— Start —

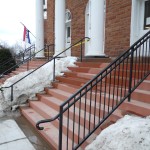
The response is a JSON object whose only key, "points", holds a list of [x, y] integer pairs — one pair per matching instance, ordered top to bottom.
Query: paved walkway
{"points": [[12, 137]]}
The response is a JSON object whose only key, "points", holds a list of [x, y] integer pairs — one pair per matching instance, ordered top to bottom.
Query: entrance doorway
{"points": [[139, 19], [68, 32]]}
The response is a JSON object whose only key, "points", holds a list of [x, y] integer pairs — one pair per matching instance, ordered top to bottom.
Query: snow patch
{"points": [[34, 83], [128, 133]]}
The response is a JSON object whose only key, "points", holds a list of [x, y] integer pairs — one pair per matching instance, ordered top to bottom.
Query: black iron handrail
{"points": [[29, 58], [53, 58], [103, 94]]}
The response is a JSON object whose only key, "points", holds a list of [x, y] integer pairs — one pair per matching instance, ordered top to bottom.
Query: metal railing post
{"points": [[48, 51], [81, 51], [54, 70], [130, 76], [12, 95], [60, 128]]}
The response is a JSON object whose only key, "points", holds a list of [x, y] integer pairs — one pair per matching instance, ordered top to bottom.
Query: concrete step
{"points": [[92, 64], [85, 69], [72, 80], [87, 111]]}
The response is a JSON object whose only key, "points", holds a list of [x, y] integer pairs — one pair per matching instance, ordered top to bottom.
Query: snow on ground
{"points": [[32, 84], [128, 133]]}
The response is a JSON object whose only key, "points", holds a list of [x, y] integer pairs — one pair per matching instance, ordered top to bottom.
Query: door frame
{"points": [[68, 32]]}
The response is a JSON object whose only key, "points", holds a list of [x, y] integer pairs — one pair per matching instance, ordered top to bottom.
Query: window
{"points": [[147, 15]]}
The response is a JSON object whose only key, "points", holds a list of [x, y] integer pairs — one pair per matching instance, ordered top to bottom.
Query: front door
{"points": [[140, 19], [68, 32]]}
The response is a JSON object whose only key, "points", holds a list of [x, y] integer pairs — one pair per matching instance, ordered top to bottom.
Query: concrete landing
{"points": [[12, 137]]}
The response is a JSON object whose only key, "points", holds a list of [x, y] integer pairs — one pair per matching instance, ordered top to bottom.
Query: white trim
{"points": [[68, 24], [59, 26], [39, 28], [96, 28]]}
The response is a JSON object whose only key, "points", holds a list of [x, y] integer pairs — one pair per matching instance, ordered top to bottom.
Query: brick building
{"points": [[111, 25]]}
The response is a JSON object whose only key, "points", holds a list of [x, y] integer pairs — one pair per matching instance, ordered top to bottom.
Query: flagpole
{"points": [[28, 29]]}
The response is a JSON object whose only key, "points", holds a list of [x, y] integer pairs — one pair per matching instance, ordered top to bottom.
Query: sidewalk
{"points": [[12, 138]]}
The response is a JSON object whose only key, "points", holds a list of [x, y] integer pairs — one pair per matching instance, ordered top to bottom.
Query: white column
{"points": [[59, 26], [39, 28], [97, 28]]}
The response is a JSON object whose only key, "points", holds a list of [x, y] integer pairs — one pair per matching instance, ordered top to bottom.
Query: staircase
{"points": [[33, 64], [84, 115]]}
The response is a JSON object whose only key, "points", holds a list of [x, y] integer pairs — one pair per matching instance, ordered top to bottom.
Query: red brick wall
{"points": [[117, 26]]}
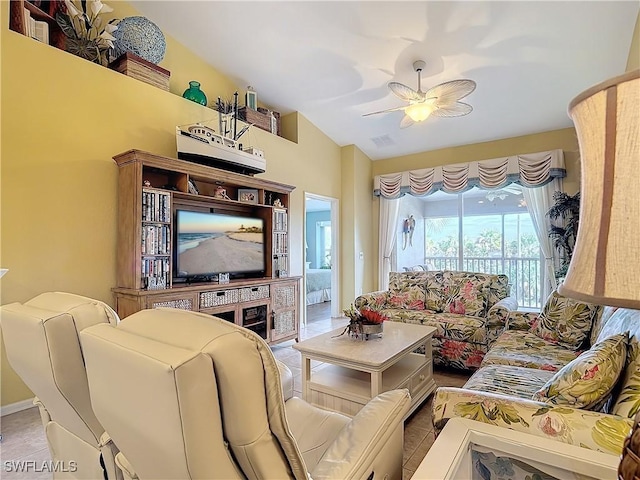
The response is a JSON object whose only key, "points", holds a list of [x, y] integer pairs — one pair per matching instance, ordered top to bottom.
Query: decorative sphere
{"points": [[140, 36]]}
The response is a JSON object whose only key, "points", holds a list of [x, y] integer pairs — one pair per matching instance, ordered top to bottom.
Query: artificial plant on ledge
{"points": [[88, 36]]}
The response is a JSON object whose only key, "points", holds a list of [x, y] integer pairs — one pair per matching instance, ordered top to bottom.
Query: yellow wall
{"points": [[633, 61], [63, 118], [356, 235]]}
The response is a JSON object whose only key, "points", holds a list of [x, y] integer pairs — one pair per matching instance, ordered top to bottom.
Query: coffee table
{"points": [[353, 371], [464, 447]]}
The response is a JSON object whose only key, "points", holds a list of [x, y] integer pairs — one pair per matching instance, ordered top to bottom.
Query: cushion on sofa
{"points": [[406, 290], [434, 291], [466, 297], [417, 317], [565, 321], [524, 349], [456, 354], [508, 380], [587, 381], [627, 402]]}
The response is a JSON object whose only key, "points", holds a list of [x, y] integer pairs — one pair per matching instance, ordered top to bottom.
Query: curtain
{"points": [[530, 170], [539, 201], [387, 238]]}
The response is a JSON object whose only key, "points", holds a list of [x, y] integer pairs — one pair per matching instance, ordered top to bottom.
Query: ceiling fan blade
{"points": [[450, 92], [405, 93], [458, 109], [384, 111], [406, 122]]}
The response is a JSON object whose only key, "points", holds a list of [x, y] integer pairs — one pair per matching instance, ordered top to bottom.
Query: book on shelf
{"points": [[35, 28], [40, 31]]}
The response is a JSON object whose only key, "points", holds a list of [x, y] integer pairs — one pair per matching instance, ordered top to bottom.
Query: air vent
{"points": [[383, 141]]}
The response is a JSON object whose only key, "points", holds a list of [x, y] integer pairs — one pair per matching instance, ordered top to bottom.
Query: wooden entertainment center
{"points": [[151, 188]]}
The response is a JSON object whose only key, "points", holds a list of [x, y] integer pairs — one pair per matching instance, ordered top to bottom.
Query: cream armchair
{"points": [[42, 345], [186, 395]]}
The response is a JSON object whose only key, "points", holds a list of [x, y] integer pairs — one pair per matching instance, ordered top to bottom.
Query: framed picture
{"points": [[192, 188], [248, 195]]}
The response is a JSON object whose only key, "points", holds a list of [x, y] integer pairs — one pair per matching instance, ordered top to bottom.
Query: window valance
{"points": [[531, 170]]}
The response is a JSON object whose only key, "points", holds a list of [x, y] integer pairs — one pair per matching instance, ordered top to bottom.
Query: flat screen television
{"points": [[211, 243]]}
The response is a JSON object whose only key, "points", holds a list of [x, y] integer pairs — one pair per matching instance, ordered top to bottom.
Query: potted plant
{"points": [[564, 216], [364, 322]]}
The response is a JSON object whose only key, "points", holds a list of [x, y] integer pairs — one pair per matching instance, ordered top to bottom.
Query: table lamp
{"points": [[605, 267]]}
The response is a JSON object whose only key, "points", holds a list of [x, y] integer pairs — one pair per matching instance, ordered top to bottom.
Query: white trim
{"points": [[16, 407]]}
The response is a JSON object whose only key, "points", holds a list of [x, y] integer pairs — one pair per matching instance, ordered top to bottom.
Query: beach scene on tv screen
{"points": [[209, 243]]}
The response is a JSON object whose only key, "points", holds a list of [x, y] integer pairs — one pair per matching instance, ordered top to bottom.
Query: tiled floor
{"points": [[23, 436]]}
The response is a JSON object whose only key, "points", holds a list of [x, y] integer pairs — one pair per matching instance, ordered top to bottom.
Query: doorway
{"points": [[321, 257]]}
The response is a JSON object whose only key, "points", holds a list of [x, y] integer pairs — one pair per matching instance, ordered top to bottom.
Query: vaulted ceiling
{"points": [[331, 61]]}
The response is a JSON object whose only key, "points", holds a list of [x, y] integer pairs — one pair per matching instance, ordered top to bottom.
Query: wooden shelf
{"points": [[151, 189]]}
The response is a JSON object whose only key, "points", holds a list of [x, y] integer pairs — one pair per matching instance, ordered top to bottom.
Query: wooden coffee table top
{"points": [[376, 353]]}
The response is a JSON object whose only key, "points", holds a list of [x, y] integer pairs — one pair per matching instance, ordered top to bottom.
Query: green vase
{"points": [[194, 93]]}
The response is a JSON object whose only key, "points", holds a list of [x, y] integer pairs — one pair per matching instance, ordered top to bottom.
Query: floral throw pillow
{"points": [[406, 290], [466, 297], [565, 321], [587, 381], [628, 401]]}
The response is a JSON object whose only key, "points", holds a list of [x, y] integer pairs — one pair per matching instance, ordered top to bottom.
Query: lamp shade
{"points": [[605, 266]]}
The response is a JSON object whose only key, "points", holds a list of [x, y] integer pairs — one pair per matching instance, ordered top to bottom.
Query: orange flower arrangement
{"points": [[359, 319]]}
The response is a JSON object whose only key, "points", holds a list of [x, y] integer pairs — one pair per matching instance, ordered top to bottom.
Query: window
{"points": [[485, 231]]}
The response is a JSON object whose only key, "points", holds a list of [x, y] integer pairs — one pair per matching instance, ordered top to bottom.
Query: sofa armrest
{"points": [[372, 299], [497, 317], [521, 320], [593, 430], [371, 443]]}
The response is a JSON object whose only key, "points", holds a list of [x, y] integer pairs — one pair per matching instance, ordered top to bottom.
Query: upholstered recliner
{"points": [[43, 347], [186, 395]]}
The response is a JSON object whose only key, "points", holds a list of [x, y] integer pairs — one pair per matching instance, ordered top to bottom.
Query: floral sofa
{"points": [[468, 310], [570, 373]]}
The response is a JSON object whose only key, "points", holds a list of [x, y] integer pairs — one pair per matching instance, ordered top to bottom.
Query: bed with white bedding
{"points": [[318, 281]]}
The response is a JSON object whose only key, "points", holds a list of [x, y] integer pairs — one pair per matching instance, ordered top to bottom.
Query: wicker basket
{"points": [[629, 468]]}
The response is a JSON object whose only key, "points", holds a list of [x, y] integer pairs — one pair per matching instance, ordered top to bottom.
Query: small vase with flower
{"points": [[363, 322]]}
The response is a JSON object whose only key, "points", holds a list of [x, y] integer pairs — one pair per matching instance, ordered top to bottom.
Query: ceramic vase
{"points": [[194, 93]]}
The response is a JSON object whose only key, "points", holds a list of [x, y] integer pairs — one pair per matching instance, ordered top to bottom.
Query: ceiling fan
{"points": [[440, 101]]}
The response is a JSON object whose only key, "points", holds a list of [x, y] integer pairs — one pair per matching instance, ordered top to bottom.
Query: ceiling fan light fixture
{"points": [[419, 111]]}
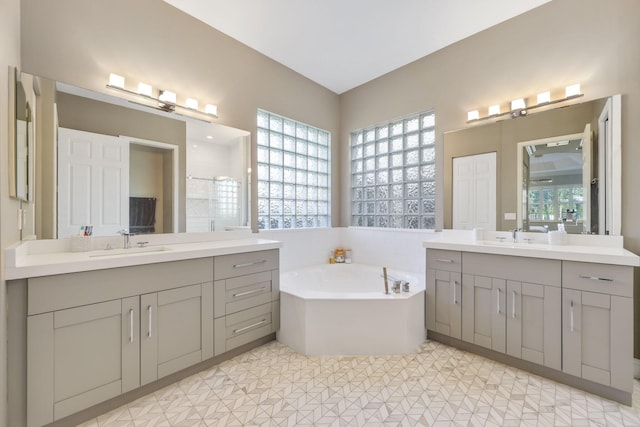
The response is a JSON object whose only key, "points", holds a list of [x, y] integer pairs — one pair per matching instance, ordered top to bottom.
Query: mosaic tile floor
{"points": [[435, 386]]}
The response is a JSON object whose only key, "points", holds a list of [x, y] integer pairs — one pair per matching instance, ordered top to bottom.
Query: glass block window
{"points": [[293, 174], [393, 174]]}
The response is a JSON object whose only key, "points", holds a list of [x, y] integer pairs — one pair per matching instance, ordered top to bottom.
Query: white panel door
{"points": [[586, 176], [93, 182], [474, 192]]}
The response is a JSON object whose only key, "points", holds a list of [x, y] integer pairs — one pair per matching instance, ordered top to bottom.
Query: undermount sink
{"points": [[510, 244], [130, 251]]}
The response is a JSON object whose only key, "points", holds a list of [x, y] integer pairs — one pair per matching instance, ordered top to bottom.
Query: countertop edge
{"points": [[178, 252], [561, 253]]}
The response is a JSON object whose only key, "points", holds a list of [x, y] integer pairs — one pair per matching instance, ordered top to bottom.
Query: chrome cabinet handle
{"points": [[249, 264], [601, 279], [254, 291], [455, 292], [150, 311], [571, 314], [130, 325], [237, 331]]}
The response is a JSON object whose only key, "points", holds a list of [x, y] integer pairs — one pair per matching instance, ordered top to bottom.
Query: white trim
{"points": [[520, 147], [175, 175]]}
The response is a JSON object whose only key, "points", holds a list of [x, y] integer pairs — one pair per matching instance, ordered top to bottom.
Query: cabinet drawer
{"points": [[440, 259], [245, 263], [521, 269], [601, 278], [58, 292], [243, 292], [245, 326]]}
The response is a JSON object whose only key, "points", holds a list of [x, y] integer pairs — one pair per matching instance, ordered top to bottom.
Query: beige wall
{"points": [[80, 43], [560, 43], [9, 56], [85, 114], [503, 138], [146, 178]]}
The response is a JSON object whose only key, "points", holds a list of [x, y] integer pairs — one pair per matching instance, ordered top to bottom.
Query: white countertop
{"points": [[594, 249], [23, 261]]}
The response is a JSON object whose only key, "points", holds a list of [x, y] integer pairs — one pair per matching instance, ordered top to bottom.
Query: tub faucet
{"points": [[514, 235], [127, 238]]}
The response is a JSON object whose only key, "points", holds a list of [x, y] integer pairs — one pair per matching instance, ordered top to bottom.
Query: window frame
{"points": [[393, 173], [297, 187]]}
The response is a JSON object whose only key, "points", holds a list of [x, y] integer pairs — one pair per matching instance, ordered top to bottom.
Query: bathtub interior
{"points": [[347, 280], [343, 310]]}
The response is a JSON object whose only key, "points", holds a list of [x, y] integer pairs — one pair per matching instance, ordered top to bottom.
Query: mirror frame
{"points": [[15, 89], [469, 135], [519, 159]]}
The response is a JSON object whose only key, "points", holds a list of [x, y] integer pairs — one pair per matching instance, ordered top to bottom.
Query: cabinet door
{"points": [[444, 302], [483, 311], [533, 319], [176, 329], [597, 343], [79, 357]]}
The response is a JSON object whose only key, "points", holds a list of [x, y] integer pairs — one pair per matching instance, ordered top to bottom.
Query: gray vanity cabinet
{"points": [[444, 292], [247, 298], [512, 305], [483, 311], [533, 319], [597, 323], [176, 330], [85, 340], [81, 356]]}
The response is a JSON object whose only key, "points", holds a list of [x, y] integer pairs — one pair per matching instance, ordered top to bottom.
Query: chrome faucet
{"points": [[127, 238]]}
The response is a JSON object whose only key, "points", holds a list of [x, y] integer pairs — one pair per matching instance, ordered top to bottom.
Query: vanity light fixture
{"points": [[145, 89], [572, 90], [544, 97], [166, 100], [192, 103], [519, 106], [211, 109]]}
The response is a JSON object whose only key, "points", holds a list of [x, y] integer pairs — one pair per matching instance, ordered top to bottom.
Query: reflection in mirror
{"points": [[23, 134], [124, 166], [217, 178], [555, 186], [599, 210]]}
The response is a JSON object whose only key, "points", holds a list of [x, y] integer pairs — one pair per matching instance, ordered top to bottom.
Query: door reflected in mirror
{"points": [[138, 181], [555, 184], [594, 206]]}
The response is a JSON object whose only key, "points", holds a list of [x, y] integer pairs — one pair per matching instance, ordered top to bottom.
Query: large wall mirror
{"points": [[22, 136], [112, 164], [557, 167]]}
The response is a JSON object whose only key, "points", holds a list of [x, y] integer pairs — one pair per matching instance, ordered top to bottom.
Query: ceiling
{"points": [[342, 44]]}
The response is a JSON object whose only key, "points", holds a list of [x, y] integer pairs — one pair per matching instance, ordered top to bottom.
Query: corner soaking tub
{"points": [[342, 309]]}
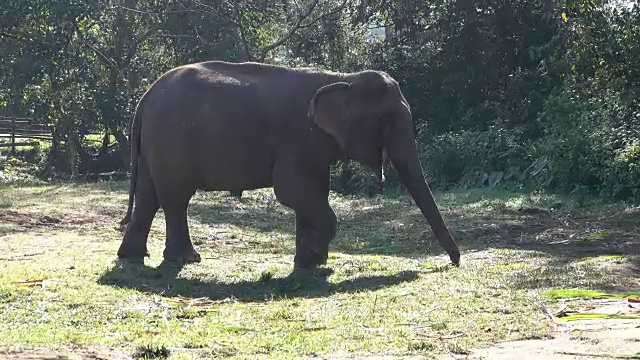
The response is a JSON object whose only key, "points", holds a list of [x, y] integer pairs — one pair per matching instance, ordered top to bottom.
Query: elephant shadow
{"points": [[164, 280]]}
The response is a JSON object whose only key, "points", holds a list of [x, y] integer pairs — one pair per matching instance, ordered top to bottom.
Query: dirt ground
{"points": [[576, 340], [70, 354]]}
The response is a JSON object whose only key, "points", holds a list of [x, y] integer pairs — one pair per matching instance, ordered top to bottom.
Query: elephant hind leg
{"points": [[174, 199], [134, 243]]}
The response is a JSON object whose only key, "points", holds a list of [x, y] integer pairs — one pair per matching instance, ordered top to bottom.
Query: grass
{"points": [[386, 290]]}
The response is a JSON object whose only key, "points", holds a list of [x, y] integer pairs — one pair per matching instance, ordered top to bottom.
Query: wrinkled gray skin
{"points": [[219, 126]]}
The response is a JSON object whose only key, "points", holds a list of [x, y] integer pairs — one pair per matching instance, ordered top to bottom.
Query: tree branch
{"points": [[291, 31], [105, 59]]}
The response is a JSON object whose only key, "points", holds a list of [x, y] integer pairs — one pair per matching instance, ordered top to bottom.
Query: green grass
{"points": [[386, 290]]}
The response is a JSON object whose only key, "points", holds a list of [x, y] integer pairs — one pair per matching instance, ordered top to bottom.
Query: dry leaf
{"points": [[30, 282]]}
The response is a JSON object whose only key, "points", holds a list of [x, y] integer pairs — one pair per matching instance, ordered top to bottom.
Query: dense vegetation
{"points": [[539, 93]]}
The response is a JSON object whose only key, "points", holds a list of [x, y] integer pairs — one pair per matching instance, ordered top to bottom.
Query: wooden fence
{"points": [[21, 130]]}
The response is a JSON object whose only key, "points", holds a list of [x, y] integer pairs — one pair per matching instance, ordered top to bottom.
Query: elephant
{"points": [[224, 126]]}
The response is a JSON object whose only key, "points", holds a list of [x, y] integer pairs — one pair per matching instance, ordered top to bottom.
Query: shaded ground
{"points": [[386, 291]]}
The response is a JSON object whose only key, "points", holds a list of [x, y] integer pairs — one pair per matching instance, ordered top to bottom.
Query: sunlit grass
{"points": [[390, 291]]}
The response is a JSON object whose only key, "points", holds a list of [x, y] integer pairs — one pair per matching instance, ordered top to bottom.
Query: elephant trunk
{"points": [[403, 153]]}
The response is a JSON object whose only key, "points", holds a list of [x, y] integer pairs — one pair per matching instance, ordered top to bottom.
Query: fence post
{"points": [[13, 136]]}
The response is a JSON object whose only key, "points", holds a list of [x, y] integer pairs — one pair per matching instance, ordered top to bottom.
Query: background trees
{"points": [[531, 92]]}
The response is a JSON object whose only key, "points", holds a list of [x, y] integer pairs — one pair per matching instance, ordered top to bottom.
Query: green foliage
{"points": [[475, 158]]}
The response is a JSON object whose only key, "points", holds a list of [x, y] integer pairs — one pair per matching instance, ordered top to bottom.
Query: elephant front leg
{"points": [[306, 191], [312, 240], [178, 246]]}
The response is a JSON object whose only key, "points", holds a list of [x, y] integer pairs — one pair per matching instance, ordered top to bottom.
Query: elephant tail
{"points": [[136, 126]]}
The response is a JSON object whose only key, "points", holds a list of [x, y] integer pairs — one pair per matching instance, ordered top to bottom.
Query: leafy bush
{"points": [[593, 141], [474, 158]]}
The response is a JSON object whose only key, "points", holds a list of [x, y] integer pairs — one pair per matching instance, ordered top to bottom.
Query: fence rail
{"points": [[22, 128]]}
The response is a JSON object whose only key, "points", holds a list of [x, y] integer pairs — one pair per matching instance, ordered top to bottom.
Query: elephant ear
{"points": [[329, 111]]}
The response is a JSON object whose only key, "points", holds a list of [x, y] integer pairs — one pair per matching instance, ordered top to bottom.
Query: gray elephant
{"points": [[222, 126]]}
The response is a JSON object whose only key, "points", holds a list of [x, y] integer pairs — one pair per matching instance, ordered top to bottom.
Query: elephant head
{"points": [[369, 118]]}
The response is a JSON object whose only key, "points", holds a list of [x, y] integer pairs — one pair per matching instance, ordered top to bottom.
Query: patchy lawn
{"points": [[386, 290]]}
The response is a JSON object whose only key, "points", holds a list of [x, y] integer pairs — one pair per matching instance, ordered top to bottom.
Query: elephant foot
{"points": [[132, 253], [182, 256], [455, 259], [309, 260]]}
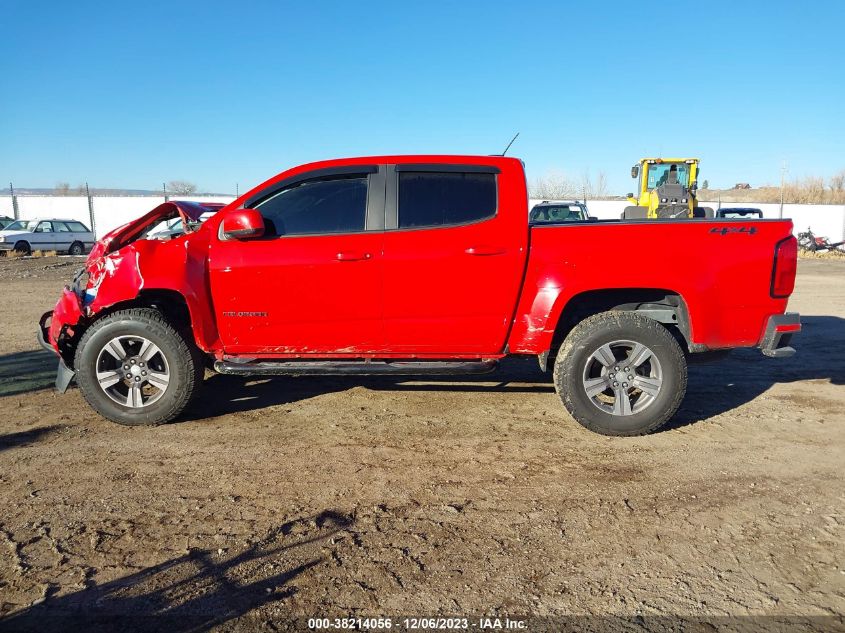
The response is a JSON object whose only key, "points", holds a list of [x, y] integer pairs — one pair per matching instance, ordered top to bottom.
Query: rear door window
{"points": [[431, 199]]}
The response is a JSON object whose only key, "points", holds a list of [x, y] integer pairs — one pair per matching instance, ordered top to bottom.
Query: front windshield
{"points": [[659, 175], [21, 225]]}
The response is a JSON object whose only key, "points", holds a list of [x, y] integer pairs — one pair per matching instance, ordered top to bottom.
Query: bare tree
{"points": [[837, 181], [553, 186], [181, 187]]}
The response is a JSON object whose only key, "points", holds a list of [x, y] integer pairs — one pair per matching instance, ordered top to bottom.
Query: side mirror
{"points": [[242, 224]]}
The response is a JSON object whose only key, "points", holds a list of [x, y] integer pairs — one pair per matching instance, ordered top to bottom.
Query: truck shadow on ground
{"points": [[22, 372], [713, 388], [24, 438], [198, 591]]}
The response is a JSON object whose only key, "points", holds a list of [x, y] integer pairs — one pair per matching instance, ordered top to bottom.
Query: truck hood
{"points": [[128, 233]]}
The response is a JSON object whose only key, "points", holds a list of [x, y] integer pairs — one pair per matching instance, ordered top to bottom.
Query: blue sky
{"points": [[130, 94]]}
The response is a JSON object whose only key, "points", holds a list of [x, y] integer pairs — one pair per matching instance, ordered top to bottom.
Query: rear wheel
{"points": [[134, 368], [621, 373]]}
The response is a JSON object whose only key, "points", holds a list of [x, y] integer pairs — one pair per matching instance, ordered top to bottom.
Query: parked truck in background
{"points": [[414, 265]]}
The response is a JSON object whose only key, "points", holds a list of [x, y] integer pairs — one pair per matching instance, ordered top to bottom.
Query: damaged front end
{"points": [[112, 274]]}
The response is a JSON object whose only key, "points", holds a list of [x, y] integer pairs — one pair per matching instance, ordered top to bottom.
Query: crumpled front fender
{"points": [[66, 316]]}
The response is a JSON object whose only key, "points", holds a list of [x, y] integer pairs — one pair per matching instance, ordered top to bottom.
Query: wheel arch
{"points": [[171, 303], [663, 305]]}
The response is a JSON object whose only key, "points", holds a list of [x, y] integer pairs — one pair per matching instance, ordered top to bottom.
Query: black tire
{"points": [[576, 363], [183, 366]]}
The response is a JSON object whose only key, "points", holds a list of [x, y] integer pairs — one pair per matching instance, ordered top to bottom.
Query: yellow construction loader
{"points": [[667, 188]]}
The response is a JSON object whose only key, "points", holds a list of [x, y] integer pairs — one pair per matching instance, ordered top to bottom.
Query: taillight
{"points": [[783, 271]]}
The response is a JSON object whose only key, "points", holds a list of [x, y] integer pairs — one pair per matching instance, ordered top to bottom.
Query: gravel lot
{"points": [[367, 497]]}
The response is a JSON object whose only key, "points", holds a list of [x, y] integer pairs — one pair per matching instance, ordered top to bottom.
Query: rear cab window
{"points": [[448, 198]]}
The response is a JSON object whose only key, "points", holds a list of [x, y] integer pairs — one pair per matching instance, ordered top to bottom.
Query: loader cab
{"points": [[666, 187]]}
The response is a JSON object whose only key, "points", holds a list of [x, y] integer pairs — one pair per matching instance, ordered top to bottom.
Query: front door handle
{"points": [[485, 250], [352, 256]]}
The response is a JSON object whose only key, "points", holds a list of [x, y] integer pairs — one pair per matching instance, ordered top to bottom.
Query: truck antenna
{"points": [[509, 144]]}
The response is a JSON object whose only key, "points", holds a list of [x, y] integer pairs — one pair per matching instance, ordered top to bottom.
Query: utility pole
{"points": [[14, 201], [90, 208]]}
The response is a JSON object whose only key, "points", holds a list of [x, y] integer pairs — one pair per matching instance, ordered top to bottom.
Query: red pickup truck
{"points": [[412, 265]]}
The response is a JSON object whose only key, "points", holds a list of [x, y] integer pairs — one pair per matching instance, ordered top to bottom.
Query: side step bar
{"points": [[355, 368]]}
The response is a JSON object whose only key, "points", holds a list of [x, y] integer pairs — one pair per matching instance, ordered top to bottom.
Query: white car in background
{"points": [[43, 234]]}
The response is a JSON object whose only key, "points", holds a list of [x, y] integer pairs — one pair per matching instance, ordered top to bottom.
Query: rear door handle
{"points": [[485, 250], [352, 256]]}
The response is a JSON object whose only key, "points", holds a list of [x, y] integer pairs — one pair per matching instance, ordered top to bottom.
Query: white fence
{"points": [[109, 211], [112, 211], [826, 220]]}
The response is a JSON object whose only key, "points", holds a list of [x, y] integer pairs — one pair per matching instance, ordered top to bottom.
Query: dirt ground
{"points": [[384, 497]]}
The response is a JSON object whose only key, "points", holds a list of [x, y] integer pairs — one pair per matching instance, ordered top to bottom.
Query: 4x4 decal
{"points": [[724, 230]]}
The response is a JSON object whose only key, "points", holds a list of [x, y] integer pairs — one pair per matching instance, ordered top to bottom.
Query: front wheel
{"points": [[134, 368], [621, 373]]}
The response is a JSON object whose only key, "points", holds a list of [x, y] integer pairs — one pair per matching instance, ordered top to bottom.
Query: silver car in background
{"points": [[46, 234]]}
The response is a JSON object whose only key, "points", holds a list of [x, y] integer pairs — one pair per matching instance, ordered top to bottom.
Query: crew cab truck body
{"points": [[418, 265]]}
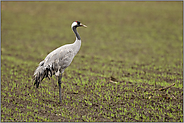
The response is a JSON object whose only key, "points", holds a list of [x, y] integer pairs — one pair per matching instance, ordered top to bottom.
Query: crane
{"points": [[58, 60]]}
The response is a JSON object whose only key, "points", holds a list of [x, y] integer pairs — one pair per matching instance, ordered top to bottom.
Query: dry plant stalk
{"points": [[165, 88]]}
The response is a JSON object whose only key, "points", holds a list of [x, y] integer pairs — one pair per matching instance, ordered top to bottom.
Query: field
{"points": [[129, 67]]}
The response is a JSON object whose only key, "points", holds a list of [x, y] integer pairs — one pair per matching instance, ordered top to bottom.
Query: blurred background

— End —

WHAT THE EXERCISE ASKS | Extract every line of the material above that contains the string "with".

SOLVED EXERCISE |
Query: bed with white bedding
Query: small vase with flower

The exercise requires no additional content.